(Data items)
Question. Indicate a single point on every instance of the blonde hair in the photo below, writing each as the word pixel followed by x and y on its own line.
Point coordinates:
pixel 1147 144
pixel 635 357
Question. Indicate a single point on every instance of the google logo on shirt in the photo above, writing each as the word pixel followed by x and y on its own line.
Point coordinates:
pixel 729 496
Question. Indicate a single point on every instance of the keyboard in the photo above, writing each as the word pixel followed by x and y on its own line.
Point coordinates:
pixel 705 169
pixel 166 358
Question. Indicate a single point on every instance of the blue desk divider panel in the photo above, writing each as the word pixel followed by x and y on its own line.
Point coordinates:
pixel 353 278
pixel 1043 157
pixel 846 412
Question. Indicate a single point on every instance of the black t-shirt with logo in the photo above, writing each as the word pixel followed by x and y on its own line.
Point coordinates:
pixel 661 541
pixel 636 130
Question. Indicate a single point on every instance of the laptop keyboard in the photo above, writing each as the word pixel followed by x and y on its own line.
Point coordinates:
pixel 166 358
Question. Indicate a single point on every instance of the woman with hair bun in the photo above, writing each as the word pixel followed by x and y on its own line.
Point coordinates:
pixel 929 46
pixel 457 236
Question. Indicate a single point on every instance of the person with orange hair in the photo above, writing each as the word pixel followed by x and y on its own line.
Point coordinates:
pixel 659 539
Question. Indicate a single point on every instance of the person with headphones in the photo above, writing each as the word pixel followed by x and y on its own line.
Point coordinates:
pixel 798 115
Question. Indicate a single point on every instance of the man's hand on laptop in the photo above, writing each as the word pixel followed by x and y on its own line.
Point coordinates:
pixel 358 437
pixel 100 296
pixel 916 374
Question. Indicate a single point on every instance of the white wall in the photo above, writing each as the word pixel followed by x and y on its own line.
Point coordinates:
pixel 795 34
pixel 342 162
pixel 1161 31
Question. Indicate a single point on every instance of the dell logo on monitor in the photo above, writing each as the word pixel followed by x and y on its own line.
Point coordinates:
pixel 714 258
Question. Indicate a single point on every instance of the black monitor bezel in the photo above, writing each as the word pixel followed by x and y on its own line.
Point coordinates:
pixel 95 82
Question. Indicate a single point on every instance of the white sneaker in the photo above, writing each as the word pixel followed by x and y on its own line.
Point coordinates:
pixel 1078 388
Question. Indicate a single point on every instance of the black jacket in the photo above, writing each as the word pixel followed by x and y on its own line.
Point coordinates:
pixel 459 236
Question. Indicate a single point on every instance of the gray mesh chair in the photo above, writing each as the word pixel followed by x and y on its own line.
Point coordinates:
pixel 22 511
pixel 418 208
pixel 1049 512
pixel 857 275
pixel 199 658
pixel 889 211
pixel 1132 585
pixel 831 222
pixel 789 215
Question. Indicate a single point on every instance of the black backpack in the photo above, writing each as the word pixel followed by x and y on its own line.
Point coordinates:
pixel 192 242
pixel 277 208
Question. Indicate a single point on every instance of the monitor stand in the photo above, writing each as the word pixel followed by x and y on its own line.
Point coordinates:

**Problem description:**
The string "person" marks the lines to copy; report each of them from the data above.

**Result of this task:**
Question. Indicate a single point on every instance of the person with orange hair in the photo above, writing each as the word pixel followed by x and y on its own line.
Question. Indicate a single point on every instance of the person with headphones in the photo above, writing each as the word pixel followed by x and y on its own line.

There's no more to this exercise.